- RECORDS FOR THIS EXERCISE -
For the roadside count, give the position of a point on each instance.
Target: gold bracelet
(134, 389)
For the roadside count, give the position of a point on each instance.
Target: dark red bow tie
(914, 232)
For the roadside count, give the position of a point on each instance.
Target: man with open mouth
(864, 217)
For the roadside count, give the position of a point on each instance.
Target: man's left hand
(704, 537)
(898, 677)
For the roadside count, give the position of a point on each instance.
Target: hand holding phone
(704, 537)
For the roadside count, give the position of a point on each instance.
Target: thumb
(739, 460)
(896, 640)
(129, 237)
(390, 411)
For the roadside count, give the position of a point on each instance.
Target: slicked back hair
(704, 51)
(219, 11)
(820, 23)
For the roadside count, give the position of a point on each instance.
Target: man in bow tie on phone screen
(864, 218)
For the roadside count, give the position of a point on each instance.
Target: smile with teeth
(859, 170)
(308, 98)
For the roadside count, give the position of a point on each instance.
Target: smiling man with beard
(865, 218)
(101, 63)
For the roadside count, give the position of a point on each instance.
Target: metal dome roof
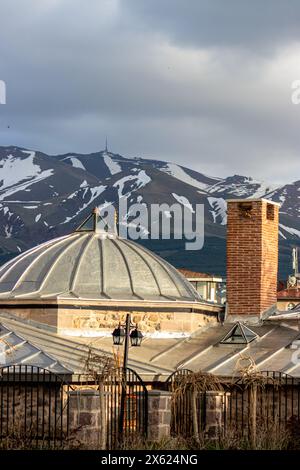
(93, 264)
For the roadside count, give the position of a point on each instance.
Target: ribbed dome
(92, 265)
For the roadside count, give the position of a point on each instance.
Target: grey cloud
(156, 78)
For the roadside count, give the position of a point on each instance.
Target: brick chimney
(252, 257)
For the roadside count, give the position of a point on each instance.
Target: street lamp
(119, 334)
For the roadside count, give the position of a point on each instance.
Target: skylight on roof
(239, 334)
(94, 223)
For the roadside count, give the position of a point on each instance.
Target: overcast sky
(203, 83)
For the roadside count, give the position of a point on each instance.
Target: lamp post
(121, 333)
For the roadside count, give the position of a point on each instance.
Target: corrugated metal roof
(70, 353)
(17, 350)
(156, 359)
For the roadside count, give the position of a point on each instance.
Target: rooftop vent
(239, 334)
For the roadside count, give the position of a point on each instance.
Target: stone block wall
(85, 417)
(159, 414)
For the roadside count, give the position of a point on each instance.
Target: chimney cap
(261, 199)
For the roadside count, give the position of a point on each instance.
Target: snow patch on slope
(17, 174)
(95, 192)
(76, 163)
(178, 173)
(184, 201)
(141, 179)
(291, 231)
(219, 206)
(113, 166)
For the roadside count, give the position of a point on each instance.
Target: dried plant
(194, 384)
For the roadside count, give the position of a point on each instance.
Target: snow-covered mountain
(43, 196)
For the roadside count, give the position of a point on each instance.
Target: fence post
(85, 418)
(214, 413)
(159, 414)
(253, 414)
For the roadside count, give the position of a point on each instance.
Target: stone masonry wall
(159, 414)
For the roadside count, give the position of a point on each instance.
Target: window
(245, 209)
(270, 212)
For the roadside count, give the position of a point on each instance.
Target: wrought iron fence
(35, 412)
(128, 420)
(33, 406)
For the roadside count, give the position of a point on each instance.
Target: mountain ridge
(43, 196)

- YOUR OBJECTIVE -
Pictures must not appear in the copy, which must otherwise match the listing exactly.

- OUTPUT BELOW -
For the roadside count, give the position of a point on each instance.
Target: gold bracelet
(134, 389)
For the roadside count, give the position of a point on each instance.
Target: dark red bow tie
(914, 232)
For the roadside count, give the position of a point on each instance.
Target: man with open mouth
(864, 217)
For the roadside count, give the position of a point on each instance.
Target: man's left hand
(704, 537)
(898, 677)
For the roadside count, give the position of a point on each instance.
Target: hand holding phone
(704, 537)
For the roadside count, give the position of a point on each instance.
Target: thumb
(739, 460)
(896, 640)
(129, 237)
(390, 411)
For the roadside count, give the position of a point on each instance.
Target: slicked back hair
(704, 51)
(219, 11)
(820, 23)
For the roadside count, give the position of a point on each instance.
Target: man in bow tie on phone screen
(864, 218)
For the roadside count, give the position of a point on each instance.
Target: smile with teeth
(859, 170)
(308, 98)
For the roadside count, give the position of a point on each instance.
Target: smiling man with beard
(865, 218)
(101, 63)
For the roadside count, give the position of a point on each instance.
Target: metal dome roof
(93, 264)
For the roadside count, give the position of a point on each instance.
Target: ribbed dome
(92, 265)
For the roadside count, give the position of a point on each instance.
Target: grey cloud
(156, 78)
For the roadside count, give the position of a point on each instance.
Target: brick chimney
(252, 257)
For the roadside count, give the position of a point on each instance.
Target: street lamp
(119, 334)
For the roadside count, give the position of a point on each instance.
Target: skylight on roof
(239, 334)
(94, 223)
For the roadside count, give the position of a point on each instance.
Target: overcast sky
(203, 83)
For the roadside count, give the position of a point on each instance.
Target: lamp post
(121, 333)
For the roadside count, give the position of a point on each instance.
Target: corrugated metal roof
(70, 353)
(17, 350)
(156, 359)
For the roadside count, give the position of a point on each instance.
Target: rooftop vent
(239, 334)
For the roadside count, give the position of a point on each instance.
Target: stone block wall
(85, 417)
(159, 414)
For the roadside count, give the position of a point on each instance.
Target: chimney cap
(261, 199)
For the roadside count, give the position of a point on each instance.
Target: snow patch on slope
(17, 174)
(95, 192)
(76, 163)
(178, 173)
(184, 201)
(141, 179)
(291, 231)
(219, 206)
(113, 166)
For the roadside count, give the position of a point on each instance.
Target: dried plant
(194, 384)
For the roadside count, give the position of a point on each instance.
Target: snow-covered mountain
(43, 196)
For the roadside count, give the position of a point on each instance.
Target: fence post
(85, 418)
(214, 413)
(159, 414)
(253, 414)
For the roadside count, give the position of a point on each instance.
Target: stone masonry wall
(159, 414)
For the roadside count, give the position of a point on each instance.
Target: window
(245, 209)
(270, 212)
For the roadside count, give the position of a point on each instance.
Target: wrought iron fence
(35, 412)
(128, 420)
(33, 406)
For the roadside count, give the position of a point on each instance.
Target: mountain ridge
(43, 196)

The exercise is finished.